• [Problem]
Look through the listing for the string "facade" and copy out every line that holds it.

• [Data excerpts]
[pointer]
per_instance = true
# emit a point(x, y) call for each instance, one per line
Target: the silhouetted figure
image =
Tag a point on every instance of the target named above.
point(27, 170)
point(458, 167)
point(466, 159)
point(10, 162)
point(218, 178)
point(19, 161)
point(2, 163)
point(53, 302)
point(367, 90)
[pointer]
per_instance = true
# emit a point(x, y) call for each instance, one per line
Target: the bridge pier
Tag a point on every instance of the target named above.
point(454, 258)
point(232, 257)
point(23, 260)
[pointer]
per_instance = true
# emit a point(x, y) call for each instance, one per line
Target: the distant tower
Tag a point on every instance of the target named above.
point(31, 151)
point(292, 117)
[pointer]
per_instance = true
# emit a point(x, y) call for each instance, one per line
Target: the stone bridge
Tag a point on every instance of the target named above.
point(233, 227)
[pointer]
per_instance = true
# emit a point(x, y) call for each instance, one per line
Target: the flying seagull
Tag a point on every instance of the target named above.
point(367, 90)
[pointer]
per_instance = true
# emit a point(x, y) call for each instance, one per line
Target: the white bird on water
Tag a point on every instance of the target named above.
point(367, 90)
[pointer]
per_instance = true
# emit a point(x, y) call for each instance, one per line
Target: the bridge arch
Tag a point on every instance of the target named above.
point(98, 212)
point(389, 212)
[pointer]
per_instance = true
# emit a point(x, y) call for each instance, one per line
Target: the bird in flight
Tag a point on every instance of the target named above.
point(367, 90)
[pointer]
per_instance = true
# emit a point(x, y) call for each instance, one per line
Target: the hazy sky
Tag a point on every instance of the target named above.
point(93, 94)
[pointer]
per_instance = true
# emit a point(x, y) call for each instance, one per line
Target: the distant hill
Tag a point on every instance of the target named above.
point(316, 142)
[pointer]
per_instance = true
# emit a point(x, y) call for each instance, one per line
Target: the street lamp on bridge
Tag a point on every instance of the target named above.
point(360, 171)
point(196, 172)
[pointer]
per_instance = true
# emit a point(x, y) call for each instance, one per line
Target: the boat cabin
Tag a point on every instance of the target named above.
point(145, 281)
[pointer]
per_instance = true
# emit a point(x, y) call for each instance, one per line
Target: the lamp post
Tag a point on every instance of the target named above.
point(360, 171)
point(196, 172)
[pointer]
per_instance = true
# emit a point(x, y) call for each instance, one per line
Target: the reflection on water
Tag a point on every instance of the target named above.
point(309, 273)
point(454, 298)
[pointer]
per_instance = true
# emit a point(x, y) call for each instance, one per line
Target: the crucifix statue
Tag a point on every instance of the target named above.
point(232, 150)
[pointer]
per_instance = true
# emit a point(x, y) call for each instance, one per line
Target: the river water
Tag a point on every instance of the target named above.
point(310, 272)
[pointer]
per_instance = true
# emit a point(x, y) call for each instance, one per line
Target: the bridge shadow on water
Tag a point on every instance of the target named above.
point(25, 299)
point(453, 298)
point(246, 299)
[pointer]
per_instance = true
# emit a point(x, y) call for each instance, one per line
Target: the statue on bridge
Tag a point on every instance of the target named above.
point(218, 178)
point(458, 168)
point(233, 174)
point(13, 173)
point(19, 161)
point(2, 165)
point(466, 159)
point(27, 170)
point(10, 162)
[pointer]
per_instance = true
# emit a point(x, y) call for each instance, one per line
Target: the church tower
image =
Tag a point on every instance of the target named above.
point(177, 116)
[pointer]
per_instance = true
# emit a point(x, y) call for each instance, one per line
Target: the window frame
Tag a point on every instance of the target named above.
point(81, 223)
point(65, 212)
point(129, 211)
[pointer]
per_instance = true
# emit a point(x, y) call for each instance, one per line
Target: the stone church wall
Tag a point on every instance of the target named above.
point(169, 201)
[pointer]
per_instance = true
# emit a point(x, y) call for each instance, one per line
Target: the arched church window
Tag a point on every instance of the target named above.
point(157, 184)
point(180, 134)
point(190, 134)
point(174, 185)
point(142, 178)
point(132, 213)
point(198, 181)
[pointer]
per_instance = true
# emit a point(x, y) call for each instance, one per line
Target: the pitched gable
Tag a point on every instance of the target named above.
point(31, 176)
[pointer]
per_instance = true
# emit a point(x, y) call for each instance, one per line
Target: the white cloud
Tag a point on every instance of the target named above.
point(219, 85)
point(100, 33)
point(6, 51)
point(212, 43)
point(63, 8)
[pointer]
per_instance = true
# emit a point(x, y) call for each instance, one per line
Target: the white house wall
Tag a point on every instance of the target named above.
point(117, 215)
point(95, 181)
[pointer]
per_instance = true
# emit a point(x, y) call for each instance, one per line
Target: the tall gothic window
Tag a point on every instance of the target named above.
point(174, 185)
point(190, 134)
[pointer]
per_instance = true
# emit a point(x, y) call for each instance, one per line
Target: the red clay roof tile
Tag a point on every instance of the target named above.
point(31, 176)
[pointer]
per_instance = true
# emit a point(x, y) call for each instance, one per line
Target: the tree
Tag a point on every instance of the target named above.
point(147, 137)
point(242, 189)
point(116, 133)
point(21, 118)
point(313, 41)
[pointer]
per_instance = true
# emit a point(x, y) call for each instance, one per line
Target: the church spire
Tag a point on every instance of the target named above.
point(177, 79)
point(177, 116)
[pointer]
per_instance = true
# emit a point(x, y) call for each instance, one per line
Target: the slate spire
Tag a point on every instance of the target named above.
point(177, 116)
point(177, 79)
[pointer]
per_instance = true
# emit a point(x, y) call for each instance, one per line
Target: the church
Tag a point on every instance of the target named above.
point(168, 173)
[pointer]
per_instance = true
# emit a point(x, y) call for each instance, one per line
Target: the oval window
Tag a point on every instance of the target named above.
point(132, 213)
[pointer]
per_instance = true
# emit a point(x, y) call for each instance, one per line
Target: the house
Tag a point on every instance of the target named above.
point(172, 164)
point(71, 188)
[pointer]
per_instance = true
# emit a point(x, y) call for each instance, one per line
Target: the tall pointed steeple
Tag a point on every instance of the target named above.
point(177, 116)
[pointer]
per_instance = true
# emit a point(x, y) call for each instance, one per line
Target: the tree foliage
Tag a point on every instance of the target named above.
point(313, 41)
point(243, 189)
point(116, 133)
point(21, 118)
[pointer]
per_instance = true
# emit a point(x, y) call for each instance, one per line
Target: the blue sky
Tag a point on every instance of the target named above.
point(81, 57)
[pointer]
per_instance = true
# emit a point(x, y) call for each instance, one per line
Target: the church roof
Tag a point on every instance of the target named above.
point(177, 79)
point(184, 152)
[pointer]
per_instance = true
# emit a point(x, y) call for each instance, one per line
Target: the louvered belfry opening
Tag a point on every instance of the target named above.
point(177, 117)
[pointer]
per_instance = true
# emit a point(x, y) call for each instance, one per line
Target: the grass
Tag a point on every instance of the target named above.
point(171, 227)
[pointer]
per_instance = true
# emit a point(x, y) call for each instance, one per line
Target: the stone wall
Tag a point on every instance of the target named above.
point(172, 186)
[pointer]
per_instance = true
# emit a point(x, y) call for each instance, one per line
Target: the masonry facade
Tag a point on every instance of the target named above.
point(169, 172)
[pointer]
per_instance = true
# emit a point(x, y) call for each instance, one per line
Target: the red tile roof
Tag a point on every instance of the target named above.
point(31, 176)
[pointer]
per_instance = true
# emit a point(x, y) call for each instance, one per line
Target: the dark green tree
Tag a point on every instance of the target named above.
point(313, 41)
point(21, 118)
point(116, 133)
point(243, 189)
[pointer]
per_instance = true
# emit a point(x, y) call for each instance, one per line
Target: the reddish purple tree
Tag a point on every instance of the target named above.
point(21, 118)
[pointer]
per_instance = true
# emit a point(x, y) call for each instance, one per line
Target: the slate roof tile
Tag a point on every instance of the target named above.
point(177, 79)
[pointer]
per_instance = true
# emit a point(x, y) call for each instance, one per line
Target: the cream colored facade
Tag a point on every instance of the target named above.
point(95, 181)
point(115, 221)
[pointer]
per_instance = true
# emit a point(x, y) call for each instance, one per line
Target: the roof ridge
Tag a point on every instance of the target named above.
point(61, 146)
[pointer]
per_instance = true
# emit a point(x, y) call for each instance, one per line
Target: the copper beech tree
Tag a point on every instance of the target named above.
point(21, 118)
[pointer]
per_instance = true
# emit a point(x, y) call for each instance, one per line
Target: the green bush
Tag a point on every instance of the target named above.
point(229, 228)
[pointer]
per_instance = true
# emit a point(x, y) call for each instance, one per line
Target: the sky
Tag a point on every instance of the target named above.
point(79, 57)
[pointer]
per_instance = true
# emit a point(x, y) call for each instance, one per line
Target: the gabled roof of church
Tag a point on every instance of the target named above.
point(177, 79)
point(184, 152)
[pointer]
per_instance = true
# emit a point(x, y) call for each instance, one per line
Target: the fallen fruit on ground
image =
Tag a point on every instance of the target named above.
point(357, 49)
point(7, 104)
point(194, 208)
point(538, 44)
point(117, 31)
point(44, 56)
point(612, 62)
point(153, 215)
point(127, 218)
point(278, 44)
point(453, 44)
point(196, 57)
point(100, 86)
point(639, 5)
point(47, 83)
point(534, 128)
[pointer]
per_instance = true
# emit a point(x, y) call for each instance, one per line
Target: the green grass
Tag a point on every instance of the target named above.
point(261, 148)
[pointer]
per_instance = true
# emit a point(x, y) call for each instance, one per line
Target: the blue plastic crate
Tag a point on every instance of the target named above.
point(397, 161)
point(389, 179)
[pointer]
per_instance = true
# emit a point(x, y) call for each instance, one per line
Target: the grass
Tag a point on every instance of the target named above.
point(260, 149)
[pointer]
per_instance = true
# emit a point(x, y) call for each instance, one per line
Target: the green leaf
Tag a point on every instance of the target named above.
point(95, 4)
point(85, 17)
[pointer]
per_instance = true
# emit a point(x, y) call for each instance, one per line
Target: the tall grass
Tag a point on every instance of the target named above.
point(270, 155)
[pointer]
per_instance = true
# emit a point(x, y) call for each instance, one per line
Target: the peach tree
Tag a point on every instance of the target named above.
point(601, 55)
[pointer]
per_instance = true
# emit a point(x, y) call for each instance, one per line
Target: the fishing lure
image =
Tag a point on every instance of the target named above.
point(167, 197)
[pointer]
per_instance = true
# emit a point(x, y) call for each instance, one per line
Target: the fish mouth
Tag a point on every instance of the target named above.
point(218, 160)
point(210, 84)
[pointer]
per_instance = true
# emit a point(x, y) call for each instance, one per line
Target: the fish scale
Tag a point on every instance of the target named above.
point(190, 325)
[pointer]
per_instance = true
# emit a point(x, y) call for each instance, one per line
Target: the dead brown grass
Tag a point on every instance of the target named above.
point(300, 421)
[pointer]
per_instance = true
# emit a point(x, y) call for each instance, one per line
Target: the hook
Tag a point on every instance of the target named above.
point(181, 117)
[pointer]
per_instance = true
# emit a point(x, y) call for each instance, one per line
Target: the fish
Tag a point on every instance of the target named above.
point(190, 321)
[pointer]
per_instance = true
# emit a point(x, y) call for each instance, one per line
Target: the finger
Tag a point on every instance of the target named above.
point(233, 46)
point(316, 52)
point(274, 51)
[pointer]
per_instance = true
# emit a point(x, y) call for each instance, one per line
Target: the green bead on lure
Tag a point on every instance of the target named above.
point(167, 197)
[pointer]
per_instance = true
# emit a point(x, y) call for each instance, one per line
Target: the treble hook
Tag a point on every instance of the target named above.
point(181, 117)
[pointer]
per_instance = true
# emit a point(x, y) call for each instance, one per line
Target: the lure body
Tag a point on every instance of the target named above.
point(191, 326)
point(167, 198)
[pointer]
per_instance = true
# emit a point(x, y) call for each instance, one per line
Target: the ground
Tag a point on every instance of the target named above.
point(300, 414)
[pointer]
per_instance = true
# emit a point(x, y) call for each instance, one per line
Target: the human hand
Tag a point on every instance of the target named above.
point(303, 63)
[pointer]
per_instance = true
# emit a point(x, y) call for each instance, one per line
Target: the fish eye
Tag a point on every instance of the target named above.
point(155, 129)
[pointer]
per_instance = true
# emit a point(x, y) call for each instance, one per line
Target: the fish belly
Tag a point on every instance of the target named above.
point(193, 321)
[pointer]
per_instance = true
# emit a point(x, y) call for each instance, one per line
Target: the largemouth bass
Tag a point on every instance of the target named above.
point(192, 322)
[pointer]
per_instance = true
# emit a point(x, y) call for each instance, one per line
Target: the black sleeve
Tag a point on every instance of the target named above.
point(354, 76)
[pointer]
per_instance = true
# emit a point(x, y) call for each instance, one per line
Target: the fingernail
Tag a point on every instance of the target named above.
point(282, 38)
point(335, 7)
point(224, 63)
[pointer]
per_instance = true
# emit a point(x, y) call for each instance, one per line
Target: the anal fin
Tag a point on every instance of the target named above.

• [Expected output]
Target: the masonry facade
Target: the cream colored facade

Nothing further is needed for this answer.